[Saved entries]
--- START ---
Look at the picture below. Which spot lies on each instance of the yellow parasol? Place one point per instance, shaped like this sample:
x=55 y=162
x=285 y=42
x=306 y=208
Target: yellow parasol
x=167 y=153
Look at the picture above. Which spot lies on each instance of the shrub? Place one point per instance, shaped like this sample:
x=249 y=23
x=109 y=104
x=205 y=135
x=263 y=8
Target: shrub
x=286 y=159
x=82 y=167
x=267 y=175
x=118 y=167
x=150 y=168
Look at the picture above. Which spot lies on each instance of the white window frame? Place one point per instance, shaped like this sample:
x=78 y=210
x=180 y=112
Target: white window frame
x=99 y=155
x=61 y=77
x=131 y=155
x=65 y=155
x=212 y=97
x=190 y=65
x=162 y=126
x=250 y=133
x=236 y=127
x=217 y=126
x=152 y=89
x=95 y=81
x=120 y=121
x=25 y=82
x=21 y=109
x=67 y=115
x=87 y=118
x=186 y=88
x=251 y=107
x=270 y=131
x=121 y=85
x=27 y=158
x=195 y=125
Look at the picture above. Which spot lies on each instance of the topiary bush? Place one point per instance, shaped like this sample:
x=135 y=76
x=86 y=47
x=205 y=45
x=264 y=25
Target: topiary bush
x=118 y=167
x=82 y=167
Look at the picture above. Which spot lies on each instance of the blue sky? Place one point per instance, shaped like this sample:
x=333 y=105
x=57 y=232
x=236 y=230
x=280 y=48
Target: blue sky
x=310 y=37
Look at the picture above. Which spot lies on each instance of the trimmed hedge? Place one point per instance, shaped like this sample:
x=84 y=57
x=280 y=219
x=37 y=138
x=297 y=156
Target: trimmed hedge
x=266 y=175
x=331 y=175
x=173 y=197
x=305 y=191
--- END ---
--- START ---
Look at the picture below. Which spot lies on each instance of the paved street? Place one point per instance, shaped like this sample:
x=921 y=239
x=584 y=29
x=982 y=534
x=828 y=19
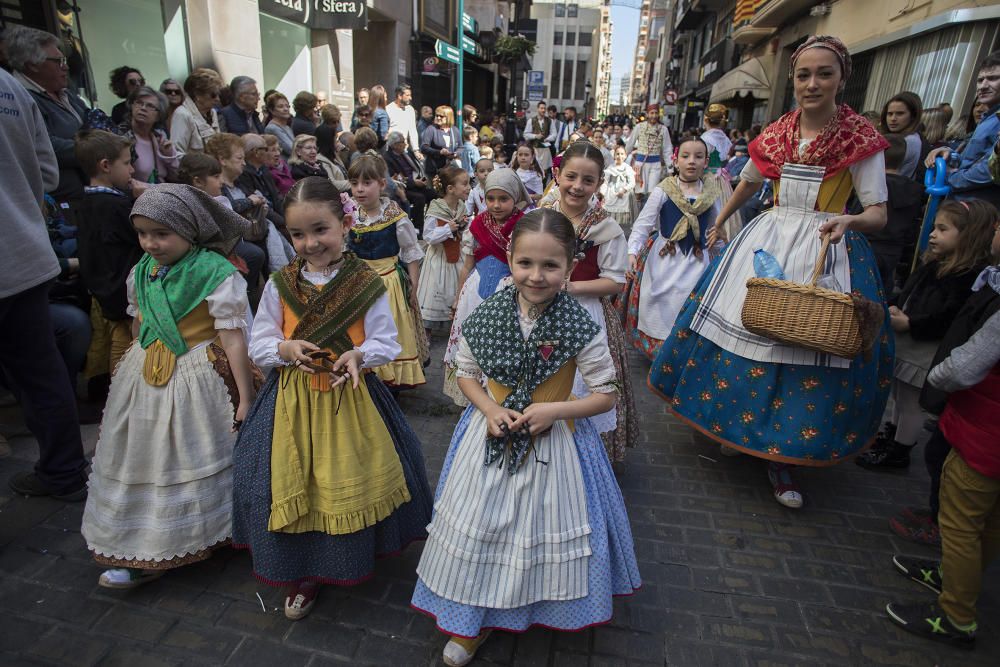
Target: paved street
--- END ---
Look through the data above for lines holding the word "street". State how many there are and nothing else.

** Response to the task **
2